(Given data):
***
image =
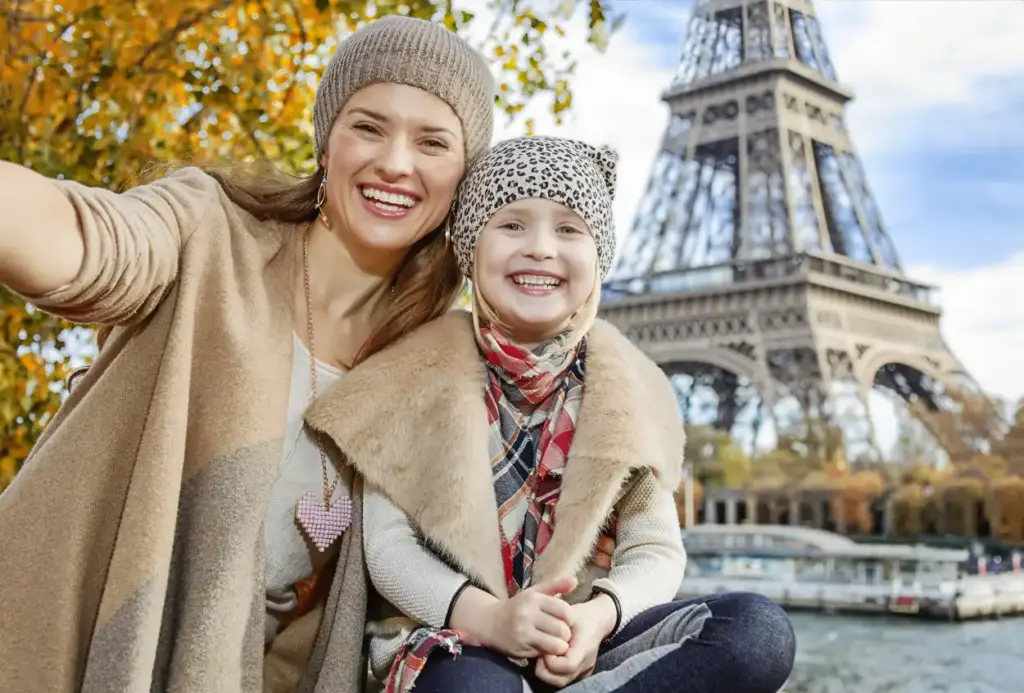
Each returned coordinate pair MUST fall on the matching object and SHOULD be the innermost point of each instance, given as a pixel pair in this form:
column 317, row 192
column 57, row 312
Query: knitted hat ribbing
***
(What to do): Write out the lines above, starting at the line that contains "Each returned coordinate" and ending with the final line, and nothing else; copy them exactly.

(Task output):
Each returned coordinate pair MUST fall on the matching object and SHOULD be the innermost point of each instance, given as a pixel pair in this form:
column 317, row 192
column 57, row 312
Query: knitted hat ribbing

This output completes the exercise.